╭─ Data under study

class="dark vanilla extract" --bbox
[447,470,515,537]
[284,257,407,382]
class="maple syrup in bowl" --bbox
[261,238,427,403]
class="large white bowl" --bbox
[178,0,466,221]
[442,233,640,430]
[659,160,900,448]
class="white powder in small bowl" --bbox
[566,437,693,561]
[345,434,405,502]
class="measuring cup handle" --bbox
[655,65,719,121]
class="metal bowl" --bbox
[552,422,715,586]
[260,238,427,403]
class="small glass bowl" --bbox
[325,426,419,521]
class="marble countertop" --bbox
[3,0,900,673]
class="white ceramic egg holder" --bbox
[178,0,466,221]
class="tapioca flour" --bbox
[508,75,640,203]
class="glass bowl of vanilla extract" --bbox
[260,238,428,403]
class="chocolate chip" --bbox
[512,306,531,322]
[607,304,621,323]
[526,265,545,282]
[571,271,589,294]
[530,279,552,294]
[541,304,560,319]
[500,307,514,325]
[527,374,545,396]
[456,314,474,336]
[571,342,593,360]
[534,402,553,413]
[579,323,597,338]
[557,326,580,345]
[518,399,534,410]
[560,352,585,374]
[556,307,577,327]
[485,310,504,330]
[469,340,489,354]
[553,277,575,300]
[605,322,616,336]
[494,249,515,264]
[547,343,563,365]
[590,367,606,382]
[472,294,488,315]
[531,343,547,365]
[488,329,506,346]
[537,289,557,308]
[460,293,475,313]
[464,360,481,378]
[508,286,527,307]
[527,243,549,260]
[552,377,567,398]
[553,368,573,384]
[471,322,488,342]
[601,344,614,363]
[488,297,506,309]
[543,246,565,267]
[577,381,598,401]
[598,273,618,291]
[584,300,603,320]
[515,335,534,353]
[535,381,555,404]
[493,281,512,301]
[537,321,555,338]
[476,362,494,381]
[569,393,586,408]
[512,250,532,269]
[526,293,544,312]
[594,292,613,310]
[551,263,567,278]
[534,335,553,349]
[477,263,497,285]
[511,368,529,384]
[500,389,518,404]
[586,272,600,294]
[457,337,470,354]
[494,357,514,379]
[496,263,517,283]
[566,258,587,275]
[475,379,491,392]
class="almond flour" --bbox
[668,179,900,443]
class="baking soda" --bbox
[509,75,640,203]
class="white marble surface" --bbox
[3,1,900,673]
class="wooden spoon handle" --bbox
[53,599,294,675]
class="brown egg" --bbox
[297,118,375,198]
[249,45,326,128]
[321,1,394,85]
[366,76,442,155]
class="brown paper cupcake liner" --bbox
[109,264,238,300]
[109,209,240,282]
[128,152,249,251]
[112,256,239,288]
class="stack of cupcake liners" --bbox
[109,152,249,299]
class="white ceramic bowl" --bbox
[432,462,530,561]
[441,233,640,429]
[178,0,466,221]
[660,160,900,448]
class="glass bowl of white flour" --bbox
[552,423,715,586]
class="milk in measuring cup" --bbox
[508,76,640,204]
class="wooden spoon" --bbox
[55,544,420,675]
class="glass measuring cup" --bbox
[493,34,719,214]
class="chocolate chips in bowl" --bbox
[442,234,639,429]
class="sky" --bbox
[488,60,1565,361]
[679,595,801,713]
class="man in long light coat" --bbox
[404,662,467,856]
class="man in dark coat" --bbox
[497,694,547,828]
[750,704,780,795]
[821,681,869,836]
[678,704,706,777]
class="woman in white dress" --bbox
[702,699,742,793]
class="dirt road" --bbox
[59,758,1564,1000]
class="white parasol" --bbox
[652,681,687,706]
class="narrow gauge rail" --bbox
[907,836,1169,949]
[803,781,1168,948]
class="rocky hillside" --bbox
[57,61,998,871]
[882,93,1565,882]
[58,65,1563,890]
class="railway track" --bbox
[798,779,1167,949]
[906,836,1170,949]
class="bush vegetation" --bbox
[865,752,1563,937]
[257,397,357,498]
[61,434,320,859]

╰─

Task goal | Retype the records above exactly, so that no line differs from its source.

Solution for this problem |
class="dark vanilla extract" --bbox
[447,470,515,537]
[284,257,407,382]
class="maple syrup in bowl" --bbox
[261,238,427,403]
class="large white bowl" --bbox
[178,0,466,221]
[442,233,640,430]
[659,160,900,448]
class="white powder in small bowl" --bbox
[566,437,693,561]
[345,434,405,502]
class="measuring cup handle" --bbox
[655,65,719,121]
class="metal bowl" --bbox
[552,422,715,586]
[260,238,427,403]
class="small glass bowl" --bbox
[325,426,419,521]
class="marble countertop" --bbox
[3,0,900,673]
class="white ceramic egg holder" --bbox
[178,0,466,221]
class="tapioca flour" --bbox
[508,75,640,203]
class="glass bowl of vanilla extract" --bbox
[260,238,428,403]
class="chocolate chip" --bbox
[512,306,531,322]
[607,304,621,323]
[526,265,545,282]
[571,271,589,294]
[530,279,552,294]
[541,304,560,319]
[500,307,514,325]
[527,374,545,396]
[456,314,474,336]
[571,342,593,360]
[534,402,553,413]
[579,323,597,338]
[557,326,580,345]
[518,399,534,410]
[560,352,585,374]
[556,307,577,327]
[485,310,504,330]
[469,340,489,354]
[553,277,575,300]
[605,322,616,336]
[494,249,515,264]
[547,343,563,365]
[590,367,606,382]
[472,294,488,315]
[531,343,547,365]
[488,329,506,346]
[537,289,557,308]
[460,293,475,313]
[464,360,481,378]
[508,286,527,307]
[527,243,549,260]
[552,377,567,398]
[553,368,573,384]
[471,322,488,342]
[601,344,614,363]
[488,297,506,309]
[543,246,565,267]
[577,381,598,401]
[598,273,618,291]
[584,300,603,320]
[515,335,534,353]
[535,381,555,404]
[493,281,512,301]
[537,321,555,338]
[476,362,494,381]
[569,393,586,408]
[512,250,532,269]
[526,293,544,312]
[594,292,613,310]
[551,263,567,278]
[534,335,553,349]
[477,263,497,285]
[511,368,529,384]
[500,389,518,404]
[586,272,600,294]
[457,337,470,354]
[494,357,514,379]
[496,263,517,283]
[566,258,587,275]
[475,379,491,392]
class="almond flour" --bbox
[668,179,900,443]
class="baking soda" --bbox
[509,75,640,203]
class="white marble surface" --bbox
[3,1,900,673]
class="wooden spoon handle" --bbox
[53,599,294,675]
class="brown egg" --bbox
[297,118,375,198]
[249,45,326,128]
[321,1,394,85]
[366,76,442,155]
class="brown paper cupcake liner" --bbox
[109,264,238,300]
[109,209,240,282]
[128,152,249,251]
[112,256,239,288]
class="stack of cupcake liners" --bbox
[109,152,249,299]
class="white ceramic bowl" --bbox
[432,462,530,561]
[441,233,640,429]
[178,0,466,221]
[660,160,900,448]
class="glass bowl of white flour" --bbox
[552,423,715,586]
class="milk in measuring cup" --bbox
[508,76,640,204]
class="wooden spoon" --bbox
[55,544,420,675]
class="glass measuring cup" --bbox
[493,34,719,214]
class="chocolate chips in bowl" --bbox
[442,234,639,429]
class="sky" --bbox
[488,60,1565,361]
[679,595,801,713]
class="man in long light coat" --bbox
[404,662,467,856]
class="man in dark coat" --bbox
[497,694,547,828]
[750,704,780,795]
[821,681,869,836]
[678,704,706,777]
class="woman in white dress" --bbox
[702,699,742,793]
class="dirt road" --bbox
[59,758,1564,1000]
class="white parasol" --bbox
[652,681,687,706]
class="narrow gauge rail" --bbox
[907,836,1169,949]
[803,781,1168,948]
class="rocky hillside" --bbox
[57,61,998,871]
[882,93,1565,882]
[58,65,1563,890]
class="railway track" --bbox
[798,779,1167,949]
[906,836,1170,949]
class="bush vegetation" --bbox
[865,752,1563,937]
[257,397,357,498]
[61,434,320,859]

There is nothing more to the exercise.